Verilen metin:
Çeçenistan Cumhuriyeti, Rusya’ya bağlı diğer özerk cumhuriyetler içinde öteden beri farklılıkları ile gündeme gelmektedir. Bu farklılıklar sadece ülke içi siyaset veya Kafkasya bölgesel siyasetinde değil, çok daha geniş kapsamlı olarak Ortadoğu’yla ilişkilerde de kendini göstermektedir. Çeçenistan yönetimi, Körfez ülkeleri ile güvenlik ve askerî eğitim alanlarında anlaşmalar yapan, uluslararası dinî konferanslar düzenleyen, çeşitli krizlerde arabulucu olarak hareket eden, Avrupa’daki İslamafobi’ye karşı milyonların katıldığı gösteriler düzenleyen ve dünyanın farklı bölgelerindeki Müslümanlara insani yardım gönderen sıra dışı bir görüntü sergilemektedir. Bütün bunları yaparken genel olarak Rusya’nın, özelde ise Rusya Devlet Başkanı Vladimir Putin’in politikalarını göz önünde bulunduran ve izlediği bu “strateji” sonucunda Rusya’nın vazgeçilmez ortağına dönüşen ve çıkarları Rusya’nın çıkarlarından ayrılmaz hale gelen bir ülke görünümü sergilemektedir.

Alıştırma görevleri:
(a) Çeçenistan hakkındaki metnin “Çeçenistan Cumhuriyeti, Rusya’ya bağlı” diye başlayan paragrafını, ana bilgileri koruyarak kısa bir madde listesine dönüştürür müsünüz?
(b) Kayıtlarda “Lightning round! Study the photo above and box every ripple” ifadesini içeren satırdan kayıtların sonuna kadar her şeyi, iki uç da dahil, yeniden yazar mısınız? Cevaplardaki kutu koordinatlarını 1,05 ile çarpıp tam sayıya yuvarlayın (buçuklar yukarı), geri kalan her şey aynen kalsın.

Ham kayıtlar:
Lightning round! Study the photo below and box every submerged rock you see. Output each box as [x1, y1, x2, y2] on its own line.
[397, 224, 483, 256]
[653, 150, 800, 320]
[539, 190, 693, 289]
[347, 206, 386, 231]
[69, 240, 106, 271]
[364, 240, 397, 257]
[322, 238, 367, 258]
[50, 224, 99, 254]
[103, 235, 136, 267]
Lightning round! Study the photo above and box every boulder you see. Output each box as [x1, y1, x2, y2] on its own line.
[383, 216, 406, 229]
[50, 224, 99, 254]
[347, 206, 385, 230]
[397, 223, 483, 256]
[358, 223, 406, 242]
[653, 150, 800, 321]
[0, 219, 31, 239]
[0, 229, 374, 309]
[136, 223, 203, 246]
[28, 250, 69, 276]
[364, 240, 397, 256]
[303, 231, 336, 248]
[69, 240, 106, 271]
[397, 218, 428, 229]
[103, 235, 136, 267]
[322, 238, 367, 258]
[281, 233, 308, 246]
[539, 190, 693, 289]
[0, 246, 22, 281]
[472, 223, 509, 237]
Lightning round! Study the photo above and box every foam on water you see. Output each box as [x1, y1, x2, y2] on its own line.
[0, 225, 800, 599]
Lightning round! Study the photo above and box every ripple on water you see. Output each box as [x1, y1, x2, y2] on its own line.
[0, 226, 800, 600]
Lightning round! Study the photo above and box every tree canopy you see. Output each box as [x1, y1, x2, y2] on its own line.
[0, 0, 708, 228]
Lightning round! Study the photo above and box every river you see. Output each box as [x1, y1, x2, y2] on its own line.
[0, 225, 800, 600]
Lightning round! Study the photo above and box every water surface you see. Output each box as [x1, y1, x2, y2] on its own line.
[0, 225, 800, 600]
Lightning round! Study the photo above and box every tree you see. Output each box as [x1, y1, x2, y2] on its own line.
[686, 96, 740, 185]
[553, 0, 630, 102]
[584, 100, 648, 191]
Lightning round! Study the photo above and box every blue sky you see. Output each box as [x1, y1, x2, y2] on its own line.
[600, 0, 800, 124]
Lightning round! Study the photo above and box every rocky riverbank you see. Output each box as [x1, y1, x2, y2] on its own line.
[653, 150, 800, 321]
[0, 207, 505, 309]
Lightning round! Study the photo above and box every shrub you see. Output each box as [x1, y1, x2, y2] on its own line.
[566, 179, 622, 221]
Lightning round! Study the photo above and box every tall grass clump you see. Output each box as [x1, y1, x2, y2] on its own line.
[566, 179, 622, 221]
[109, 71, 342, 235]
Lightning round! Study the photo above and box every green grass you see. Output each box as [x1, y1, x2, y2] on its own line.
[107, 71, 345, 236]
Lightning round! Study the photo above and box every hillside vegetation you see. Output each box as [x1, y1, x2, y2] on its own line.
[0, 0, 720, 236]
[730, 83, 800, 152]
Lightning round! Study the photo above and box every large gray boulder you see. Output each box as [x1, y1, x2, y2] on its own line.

Yazılı cevaplar:
(a)
- Çeçenistan Cumhuriyeti, Rusya'ya bağlı özerk cumhuriyetler arasında farklılıklarıyla öteden beri gündemdedir.
- Bu farklılıklar ülke içi ve Kafkasya bölgesel siyasetinin yanı sıra Ortadoğu'yla ilişkilerde de görülür.
- Çeçenistan yönetimi:
  - Körfez ülkeleriyle güvenlik ve askerî eğitim anlaşmaları yapar.
  - Uluslararası dinî konferanslar düzenler.
  - Çeşitli krizlerde arabuluculuk yapar.
  - Avrupa'daki İslamafobi'ye karşı milyonların katıldığı gösteriler düzenler.
  - Dünyanın farklı bölgelerindeki Müslümanlara insani yardım gönderir.
- Bunları yaparken Rusya'nın ve özellikle Putin'in politikalarını gözetir.
- Bu strateji sonucunda Rusya'nın vazgeçilmez ortağına dönüşmüştür.
- Çıkarları Rusya'nın çıkarlarından ayrılmaz hale gelmiştir.

(b)
Lightning round! Study the photo above and box every ripple on water you see. Output each box as [x1, y1, x2, y2] on its own line.
[0, 237, 840, 630]
Lightning round! Study the photo above and box every tree canopy you see. Output each box as [x1, y1, x2, y2] on its own line.
[0, 0, 743, 239]
Lightning round! Study the photo above and box every river you see. Output each box as [x1, y1, x2, y2] on its own line.
[0, 236, 840, 630]
Lightning round! Study the photo above and box every water surface you see. Output each box as [x1, y1, x2, y2] on its own line.
[0, 236, 840, 630]
Lightning round! Study the photo above and box every tree you see. Output each box as [x1, y1, x2, y2] on its own line.
[720, 101, 777, 194]
[581, 0, 662, 107]
[613, 105, 680, 201]
Lightning round! Study the photo above and box every blue sky you see. Output each box as [x1, y1, x2, y2] on its own line.
[630, 0, 840, 130]
Lightning round! Study the photo above and box every rocky riverbank you see. Output each box as [x1, y1, x2, y2] on its own line.
[686, 158, 840, 337]
[0, 217, 530, 324]
Lightning round! Study the photo above and box every shrub you see. Output each box as [x1, y1, x2, y2] on its own line.
[594, 188, 653, 232]
Lightning round! Study the photo above and box every tall grass clump you see. Output each box as [x1, y1, x2, y2] on its own line.
[594, 188, 653, 232]
[114, 75, 359, 247]
Lightning round! Study the photo above and box every green grass you see. Output each box as [x1, y1, x2, y2] on its own line.
[112, 75, 362, 248]
Lightning round! Study the photo above and box every hillside vegetation you see. Output each box as [x1, y1, x2, y2] on its own line.
[0, 0, 756, 248]
[767, 87, 840, 160]
Lightning round! Study the photo above and box every large gray boulder you see. Output each box as [x1, y1, x2, y2] on its own line.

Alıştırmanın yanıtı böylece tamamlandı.